▶ What to do
Rewrite the records from the line with "Spot the roof in" through the line with "Spot the brown", including both of those lines, as a Markdown table with the columns Row and Line. Skip blank lines and leave the pictures out.

Excerpts from a location annotation dataset:

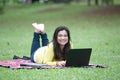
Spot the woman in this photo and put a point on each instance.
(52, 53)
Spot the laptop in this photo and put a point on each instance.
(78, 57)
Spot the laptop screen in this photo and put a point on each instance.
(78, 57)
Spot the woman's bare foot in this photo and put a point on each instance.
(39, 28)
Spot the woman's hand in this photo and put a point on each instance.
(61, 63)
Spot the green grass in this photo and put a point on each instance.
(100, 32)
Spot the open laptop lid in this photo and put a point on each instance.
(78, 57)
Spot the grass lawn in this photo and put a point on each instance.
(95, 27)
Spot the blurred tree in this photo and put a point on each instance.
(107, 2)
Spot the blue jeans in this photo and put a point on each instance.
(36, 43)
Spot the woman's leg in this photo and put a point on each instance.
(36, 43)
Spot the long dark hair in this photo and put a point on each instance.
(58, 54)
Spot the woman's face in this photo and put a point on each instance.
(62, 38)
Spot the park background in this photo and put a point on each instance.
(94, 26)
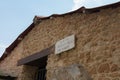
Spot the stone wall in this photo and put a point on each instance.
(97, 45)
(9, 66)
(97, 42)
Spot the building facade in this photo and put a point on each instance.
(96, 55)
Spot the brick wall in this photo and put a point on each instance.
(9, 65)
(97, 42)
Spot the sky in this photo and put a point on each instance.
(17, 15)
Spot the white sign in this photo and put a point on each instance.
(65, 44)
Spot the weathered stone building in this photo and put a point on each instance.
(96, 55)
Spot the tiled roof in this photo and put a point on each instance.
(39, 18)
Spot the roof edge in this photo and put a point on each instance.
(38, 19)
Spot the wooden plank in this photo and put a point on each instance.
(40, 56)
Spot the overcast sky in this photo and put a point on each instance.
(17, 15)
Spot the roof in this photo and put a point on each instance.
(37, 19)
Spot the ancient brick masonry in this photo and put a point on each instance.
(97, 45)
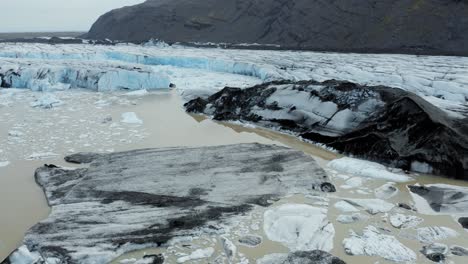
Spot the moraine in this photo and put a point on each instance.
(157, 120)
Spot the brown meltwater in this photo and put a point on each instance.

...

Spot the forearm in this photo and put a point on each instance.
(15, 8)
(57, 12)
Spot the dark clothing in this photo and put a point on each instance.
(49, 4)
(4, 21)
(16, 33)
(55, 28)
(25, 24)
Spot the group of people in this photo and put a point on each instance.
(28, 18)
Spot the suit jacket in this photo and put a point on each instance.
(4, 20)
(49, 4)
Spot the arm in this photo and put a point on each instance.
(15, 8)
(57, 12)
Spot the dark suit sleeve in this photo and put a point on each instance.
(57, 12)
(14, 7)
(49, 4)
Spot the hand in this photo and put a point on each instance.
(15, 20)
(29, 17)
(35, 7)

* * *

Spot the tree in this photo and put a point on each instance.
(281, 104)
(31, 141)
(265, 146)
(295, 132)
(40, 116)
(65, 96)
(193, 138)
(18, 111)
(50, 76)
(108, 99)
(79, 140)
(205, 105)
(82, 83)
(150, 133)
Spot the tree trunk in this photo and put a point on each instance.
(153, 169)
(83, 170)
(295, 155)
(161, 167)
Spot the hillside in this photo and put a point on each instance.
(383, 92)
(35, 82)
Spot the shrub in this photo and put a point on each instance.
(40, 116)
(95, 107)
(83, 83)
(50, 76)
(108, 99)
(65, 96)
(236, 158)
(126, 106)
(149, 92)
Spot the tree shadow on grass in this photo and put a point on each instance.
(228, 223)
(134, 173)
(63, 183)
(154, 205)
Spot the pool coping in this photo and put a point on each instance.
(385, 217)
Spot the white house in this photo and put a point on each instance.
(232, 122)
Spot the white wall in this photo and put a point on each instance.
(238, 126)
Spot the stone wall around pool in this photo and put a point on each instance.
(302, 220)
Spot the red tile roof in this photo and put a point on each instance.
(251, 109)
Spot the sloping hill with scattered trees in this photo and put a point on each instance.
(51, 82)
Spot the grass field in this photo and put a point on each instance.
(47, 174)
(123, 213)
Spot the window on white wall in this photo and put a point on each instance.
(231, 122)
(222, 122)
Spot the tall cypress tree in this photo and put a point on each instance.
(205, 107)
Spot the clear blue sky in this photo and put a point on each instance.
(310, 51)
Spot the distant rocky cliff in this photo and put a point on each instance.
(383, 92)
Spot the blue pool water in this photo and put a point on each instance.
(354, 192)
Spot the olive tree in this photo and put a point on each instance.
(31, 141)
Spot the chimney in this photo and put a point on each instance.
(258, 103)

▶ Result for this exercise
| Row | Line |
|---|---|
| 1 | Spot the roof in this photo and put a point on each instance. |
| 2 | (37, 19) |
| 3 | Spot the ancient brick masonry in this photo and put a point on each instance. |
| 4 | (97, 45) |
| 5 | Spot the moraine in this photo and put a point on each instance. |
| 6 | (157, 120) |
| 7 | Spot the brown meltwater in this photo and put a point on each instance. |